▶ **BRIEF**:
Each line of the listing below must be returned exactly.
Start of Block
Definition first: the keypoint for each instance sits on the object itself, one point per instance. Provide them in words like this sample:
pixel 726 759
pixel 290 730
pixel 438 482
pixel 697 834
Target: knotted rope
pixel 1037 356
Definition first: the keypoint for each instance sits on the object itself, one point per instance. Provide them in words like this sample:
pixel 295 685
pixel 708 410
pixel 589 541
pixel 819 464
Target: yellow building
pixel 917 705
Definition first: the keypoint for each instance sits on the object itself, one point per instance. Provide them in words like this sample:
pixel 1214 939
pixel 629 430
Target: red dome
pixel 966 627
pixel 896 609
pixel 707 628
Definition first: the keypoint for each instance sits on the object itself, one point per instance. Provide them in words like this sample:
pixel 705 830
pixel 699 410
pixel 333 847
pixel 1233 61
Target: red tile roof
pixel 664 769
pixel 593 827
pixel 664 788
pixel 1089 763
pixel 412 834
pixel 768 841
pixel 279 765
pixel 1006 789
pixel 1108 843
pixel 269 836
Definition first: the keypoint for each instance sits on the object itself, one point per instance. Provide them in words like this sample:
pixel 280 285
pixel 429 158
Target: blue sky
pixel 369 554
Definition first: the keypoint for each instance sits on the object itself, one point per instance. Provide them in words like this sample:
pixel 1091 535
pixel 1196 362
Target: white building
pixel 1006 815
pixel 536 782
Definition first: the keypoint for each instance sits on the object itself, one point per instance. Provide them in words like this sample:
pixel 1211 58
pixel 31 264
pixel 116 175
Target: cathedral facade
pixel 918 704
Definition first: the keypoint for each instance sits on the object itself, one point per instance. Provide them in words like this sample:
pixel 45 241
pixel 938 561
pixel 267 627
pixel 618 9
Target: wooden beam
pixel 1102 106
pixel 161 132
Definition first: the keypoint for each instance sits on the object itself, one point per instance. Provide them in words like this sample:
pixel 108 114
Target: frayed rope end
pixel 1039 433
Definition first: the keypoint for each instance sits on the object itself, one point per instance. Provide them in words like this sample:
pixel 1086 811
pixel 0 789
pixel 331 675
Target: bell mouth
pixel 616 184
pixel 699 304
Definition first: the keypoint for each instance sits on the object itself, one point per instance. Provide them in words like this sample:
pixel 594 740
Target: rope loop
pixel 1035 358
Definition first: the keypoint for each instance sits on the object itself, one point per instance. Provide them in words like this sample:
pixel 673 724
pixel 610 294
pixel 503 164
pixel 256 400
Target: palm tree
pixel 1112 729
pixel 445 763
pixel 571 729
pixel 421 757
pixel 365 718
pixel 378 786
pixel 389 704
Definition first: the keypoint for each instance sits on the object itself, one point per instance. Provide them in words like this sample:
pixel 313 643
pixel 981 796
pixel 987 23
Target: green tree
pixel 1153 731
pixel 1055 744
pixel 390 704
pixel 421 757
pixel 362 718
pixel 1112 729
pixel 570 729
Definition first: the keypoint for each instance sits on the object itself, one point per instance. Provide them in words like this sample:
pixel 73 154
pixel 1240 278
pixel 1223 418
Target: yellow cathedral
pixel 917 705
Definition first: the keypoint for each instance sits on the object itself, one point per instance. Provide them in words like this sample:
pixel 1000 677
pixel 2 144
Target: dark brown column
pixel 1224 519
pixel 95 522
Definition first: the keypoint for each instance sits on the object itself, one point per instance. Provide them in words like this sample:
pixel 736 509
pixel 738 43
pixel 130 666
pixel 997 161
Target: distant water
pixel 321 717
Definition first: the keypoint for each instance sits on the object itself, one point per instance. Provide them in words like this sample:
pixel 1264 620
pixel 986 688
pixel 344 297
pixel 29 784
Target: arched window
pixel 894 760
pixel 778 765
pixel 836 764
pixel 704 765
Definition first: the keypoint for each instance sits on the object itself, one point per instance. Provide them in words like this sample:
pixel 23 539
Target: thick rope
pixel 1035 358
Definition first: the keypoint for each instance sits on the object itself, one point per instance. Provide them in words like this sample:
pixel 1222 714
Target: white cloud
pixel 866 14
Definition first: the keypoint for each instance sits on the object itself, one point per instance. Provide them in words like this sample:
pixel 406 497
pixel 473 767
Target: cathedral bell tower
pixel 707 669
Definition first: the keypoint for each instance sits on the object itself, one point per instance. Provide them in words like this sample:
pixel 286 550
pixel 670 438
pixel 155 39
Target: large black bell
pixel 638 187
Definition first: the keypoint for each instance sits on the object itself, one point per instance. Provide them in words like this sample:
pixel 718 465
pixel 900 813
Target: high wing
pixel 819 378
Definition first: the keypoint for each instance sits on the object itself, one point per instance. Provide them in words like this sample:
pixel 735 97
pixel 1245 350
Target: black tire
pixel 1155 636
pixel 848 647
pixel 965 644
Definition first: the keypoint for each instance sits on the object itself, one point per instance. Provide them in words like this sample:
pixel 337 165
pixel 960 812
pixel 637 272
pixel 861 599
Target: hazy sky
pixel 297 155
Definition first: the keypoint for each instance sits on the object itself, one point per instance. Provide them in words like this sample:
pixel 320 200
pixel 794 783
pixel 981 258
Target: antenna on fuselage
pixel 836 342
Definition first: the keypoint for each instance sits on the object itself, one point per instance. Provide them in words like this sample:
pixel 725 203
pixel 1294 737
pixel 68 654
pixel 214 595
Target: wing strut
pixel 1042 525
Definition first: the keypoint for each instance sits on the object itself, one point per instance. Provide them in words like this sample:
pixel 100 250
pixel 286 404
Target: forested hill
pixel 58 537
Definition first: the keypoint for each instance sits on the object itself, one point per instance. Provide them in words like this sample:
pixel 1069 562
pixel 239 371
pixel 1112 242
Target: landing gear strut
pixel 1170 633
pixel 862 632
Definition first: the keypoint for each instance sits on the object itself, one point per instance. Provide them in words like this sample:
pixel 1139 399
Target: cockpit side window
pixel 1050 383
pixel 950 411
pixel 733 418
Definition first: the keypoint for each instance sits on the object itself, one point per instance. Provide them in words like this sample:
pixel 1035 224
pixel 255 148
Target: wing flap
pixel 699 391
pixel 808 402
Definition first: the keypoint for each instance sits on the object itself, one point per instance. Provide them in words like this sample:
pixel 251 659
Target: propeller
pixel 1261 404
End of Block
▶ **REPLY**:
Definition first: the keypoint for each instance sits on the object itself, one point per instance. Provide them in words like this sample:
pixel 726 759
pixel 290 730
pixel 438 482
pixel 697 834
Target: knotted rope
pixel 1037 356
Definition first: the keypoint for each instance sits on the object itself, one point per instance. Provide them in words like this sample:
pixel 295 685
pixel 708 410
pixel 589 541
pixel 819 464
Target: yellow building
pixel 917 705
Definition first: the keypoint for each instance sits on the object itself, one point per instance. Provide them in words like this sample:
pixel 1214 939
pixel 629 430
Target: red dome
pixel 966 627
pixel 896 609
pixel 707 628
Definition first: the keypoint for each instance sits on the object itself, one point per instance. Provide them in words like this sample:
pixel 705 830
pixel 699 410
pixel 333 847
pixel 1233 61
Target: red tile roof
pixel 664 769
pixel 593 827
pixel 664 788
pixel 1089 763
pixel 412 834
pixel 768 841
pixel 279 765
pixel 1006 789
pixel 1108 843
pixel 269 836
Definition first: the keypoint for each instance sits on the object itself, one point per instance. Provide them in words like this sample:
pixel 280 285
pixel 429 158
Target: blue sky
pixel 369 554
Definition first: the keypoint for each instance sits on the object itself, one point per instance. Provide them in words like this sample:
pixel 1091 535
pixel 1196 362
Target: white building
pixel 1006 815
pixel 536 782
Definition first: the keypoint for each instance sits on the object itself, one point per instance. Provide them in words like this sample:
pixel 1211 58
pixel 31 264
pixel 116 175
Target: cathedral facade
pixel 918 704
Definition first: the keypoint for each instance sits on the object itself, one point per instance. Provide them in words like this sample:
pixel 45 241
pixel 938 561
pixel 267 627
pixel 618 9
Target: wooden beam
pixel 1102 106
pixel 161 132
Definition first: the keypoint for each instance sits on the object itself, one point per instance. Provide them in words like this sample:
pixel 108 114
Target: frayed rope end
pixel 1039 433
Definition first: the keypoint for each instance sits on the object itself, one point per instance. Provide them in words like this sample:
pixel 1086 811
pixel 0 789
pixel 331 675
Target: bell mouth
pixel 616 184
pixel 699 304
Definition first: the keypoint for each instance sits on the object itself, one point per instance. Provide them in words like this sample:
pixel 594 740
Target: rope loop
pixel 1035 358
Definition first: the keypoint for each instance sits on the object itself, one point per instance. Provide them in words like this sample:
pixel 673 724
pixel 610 294
pixel 503 164
pixel 256 400
Target: palm tree
pixel 1112 729
pixel 445 763
pixel 571 729
pixel 421 757
pixel 365 718
pixel 378 786
pixel 389 704
Definition first: the keypoint for each instance sits on the object itself, one point per instance. Provide them in words like this sample:
pixel 313 643
pixel 981 796
pixel 987 23
Target: green tree
pixel 1153 731
pixel 1055 744
pixel 390 704
pixel 421 757
pixel 362 718
pixel 1112 729
pixel 570 729
Definition first: the keypoint for each instance sits on the object itself, one point per instance. Provide them in words like this sample:
pixel 73 154
pixel 1240 278
pixel 1223 418
Target: yellow cathedral
pixel 917 705
Definition first: the keypoint for each instance sits on the object itself, one point per instance. Provide them in words like this sample:
pixel 1000 677
pixel 2 144
Target: dark brown column
pixel 1224 519
pixel 95 522
Definition first: the keypoint for each instance sits on the object itself, one point per instance. Provide them in words like this sample:
pixel 736 509
pixel 738 43
pixel 130 666
pixel 997 161
Target: distant water
pixel 321 717
Definition first: the keypoint for each instance sits on the object itself, one point per instance. Provide them in words like this sample:
pixel 1264 620
pixel 986 688
pixel 344 297
pixel 29 784
Target: arched window
pixel 894 760
pixel 778 765
pixel 836 764
pixel 704 765
Definition first: the keypoint for each instance sits on the object itself, one point per instance. Provide them in words like this sample:
pixel 23 539
Target: thick rope
pixel 1035 358
Definition first: the keypoint for each instance sits on the object itself, one point per instance. Provide them in words like this sample:
pixel 1222 714
Target: white cloud
pixel 866 14
Definition first: the keypoint for each instance sits on the object itself, one point per instance. Provide them in words like this sample:
pixel 406 497
pixel 473 767
Target: cathedral bell tower
pixel 707 669
Definition first: the keypoint for each instance sits on the object itself, one point per instance. Provide them in words like this sample:
pixel 286 550
pixel 670 438
pixel 155 39
Target: large black bell
pixel 638 187
Definition first: the keypoint for each instance sits on the object itself, one point per instance. Provide them in words like this sample:
pixel 718 465
pixel 900 813
Target: high wing
pixel 819 378
Definition first: the keypoint for each instance sits on the object itself, one point per instance. Provide them in words like this sample:
pixel 735 97
pixel 1245 350
Target: black tire
pixel 1155 636
pixel 848 647
pixel 965 644
Definition first: the keypoint for each instance sits on the object itself, one point per instance. Provide them in words like this sample:
pixel 337 165
pixel 960 812
pixel 637 272
pixel 861 599
Target: hazy sky
pixel 297 155
Definition first: the keypoint for each instance sits on the object itself, one point per instance. Provide them in words like this sample:
pixel 320 200
pixel 794 783
pixel 981 258
Target: antenna on fuselage
pixel 836 342
Definition first: the keypoint for each instance sits on the object itself, one point per instance. Provide them in words like this sample:
pixel 725 203
pixel 1294 737
pixel 68 654
pixel 214 595
Target: wing strut
pixel 1042 525
Definition first: the keypoint for each instance sits on the object itself, one point per instance. Provide them in words like this sample:
pixel 100 250
pixel 286 404
Target: forested hill
pixel 58 537
Definition first: the keypoint for each instance sits on the object itself, one point per instance. Provide them in words like this sample:
pixel 1069 562
pixel 239 371
pixel 1112 242
Target: landing gear strut
pixel 1170 633
pixel 862 632
Definition first: the keypoint for each instance sits on the object itself, one point per instance. Provide them in words like this sample:
pixel 1139 399
Target: cockpit side window
pixel 1050 383
pixel 950 411
pixel 733 418
Definition first: the keypoint for each instance sits on the object itself, one point per instance. Provide them in words like this sample:
pixel 1035 224
pixel 255 148
Target: wing flap
pixel 699 391
pixel 808 402
Definition first: the keypoint for each instance sits on the object itself, one point per instance. Provide them in words like this sample:
pixel 251 659
Target: propeller
pixel 1261 404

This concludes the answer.